[What needs to be done]
Below is a listing; copy all of it exactly.

— Begin Records for the exercise —

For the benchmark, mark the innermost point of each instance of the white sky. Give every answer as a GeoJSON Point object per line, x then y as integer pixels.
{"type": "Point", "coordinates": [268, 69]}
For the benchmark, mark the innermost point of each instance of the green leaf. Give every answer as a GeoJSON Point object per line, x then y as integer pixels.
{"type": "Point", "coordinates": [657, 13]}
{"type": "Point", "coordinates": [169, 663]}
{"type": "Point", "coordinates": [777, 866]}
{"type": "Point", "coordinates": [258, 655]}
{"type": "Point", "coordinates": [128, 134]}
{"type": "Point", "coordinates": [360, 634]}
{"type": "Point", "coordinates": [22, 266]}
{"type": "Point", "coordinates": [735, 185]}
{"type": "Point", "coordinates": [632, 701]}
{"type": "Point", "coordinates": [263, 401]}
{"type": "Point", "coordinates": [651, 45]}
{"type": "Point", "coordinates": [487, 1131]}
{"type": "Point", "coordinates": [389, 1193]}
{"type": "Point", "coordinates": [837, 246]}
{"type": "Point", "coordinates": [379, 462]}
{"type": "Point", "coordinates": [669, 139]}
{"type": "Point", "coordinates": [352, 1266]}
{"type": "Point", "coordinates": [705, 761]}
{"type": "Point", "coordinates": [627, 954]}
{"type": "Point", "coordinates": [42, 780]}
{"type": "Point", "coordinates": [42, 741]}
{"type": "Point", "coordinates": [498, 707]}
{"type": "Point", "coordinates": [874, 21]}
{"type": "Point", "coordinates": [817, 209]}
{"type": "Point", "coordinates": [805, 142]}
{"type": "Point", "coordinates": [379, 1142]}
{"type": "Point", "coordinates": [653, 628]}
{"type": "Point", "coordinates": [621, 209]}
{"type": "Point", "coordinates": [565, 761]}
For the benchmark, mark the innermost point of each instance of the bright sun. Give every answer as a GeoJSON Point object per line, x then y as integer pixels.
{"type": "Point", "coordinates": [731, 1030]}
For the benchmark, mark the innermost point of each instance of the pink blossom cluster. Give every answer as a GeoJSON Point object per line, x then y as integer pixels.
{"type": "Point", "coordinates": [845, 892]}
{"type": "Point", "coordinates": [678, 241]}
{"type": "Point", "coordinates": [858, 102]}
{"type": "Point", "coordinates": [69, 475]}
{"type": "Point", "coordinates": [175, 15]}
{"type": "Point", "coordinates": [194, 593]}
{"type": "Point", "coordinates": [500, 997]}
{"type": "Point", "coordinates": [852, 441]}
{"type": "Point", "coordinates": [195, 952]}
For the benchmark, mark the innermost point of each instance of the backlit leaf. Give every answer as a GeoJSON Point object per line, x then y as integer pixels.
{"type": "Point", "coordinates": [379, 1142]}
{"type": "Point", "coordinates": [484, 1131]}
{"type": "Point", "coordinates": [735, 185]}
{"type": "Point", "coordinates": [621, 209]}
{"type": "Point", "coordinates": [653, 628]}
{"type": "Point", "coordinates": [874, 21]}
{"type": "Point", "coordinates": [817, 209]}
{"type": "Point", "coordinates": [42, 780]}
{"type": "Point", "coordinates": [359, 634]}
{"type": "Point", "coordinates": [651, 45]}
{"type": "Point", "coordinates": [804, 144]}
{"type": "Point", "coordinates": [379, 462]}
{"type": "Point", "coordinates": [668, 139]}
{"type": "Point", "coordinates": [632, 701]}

— End Records for the exercise —

[Result below]
For the benchmark, mark the innermost point of each instance of the white sky. Give every answer as a GeoJSON Point object per line, x then y as integer pixels.
{"type": "Point", "coordinates": [268, 69]}
For the benchmark, mark the innermost point of each instance of the green leaf. Give every answer as a GeoJSON Point object per line, x then y as integer pixels.
{"type": "Point", "coordinates": [657, 13]}
{"type": "Point", "coordinates": [169, 663]}
{"type": "Point", "coordinates": [777, 866]}
{"type": "Point", "coordinates": [258, 655]}
{"type": "Point", "coordinates": [128, 134]}
{"type": "Point", "coordinates": [360, 634]}
{"type": "Point", "coordinates": [22, 266]}
{"type": "Point", "coordinates": [735, 185]}
{"type": "Point", "coordinates": [632, 701]}
{"type": "Point", "coordinates": [263, 401]}
{"type": "Point", "coordinates": [651, 45]}
{"type": "Point", "coordinates": [487, 1131]}
{"type": "Point", "coordinates": [389, 1193]}
{"type": "Point", "coordinates": [837, 246]}
{"type": "Point", "coordinates": [379, 462]}
{"type": "Point", "coordinates": [669, 139]}
{"type": "Point", "coordinates": [352, 1266]}
{"type": "Point", "coordinates": [705, 761]}
{"type": "Point", "coordinates": [627, 954]}
{"type": "Point", "coordinates": [42, 780]}
{"type": "Point", "coordinates": [42, 741]}
{"type": "Point", "coordinates": [498, 707]}
{"type": "Point", "coordinates": [874, 21]}
{"type": "Point", "coordinates": [817, 209]}
{"type": "Point", "coordinates": [805, 142]}
{"type": "Point", "coordinates": [379, 1142]}
{"type": "Point", "coordinates": [653, 628]}
{"type": "Point", "coordinates": [621, 209]}
{"type": "Point", "coordinates": [565, 761]}
For the benchmark, mark the innermost point of each instance of the bright sun. Give every answer as a GeoJSON Point object per line, x then y as integer pixels.
{"type": "Point", "coordinates": [731, 1030]}
For the benchmark, mark the innermost point of each instance of the pink blossom cluster. Give every answer as a GeoJSON Point object per line, x then y as integer pixels.
{"type": "Point", "coordinates": [845, 892]}
{"type": "Point", "coordinates": [678, 241]}
{"type": "Point", "coordinates": [858, 102]}
{"type": "Point", "coordinates": [69, 475]}
{"type": "Point", "coordinates": [175, 15]}
{"type": "Point", "coordinates": [194, 593]}
{"type": "Point", "coordinates": [500, 997]}
{"type": "Point", "coordinates": [852, 441]}
{"type": "Point", "coordinates": [195, 952]}
For the benchmark, mark the innermost point of each instance of the backlit leaf. Give every answer as a GeoJSON Point object per line, x then y as integer pixels.
{"type": "Point", "coordinates": [379, 1142]}
{"type": "Point", "coordinates": [484, 1131]}
{"type": "Point", "coordinates": [735, 185]}
{"type": "Point", "coordinates": [621, 209]}
{"type": "Point", "coordinates": [653, 628]}
{"type": "Point", "coordinates": [874, 21]}
{"type": "Point", "coordinates": [817, 209]}
{"type": "Point", "coordinates": [42, 780]}
{"type": "Point", "coordinates": [359, 634]}
{"type": "Point", "coordinates": [651, 45]}
{"type": "Point", "coordinates": [804, 144]}
{"type": "Point", "coordinates": [379, 462]}
{"type": "Point", "coordinates": [668, 139]}
{"type": "Point", "coordinates": [632, 701]}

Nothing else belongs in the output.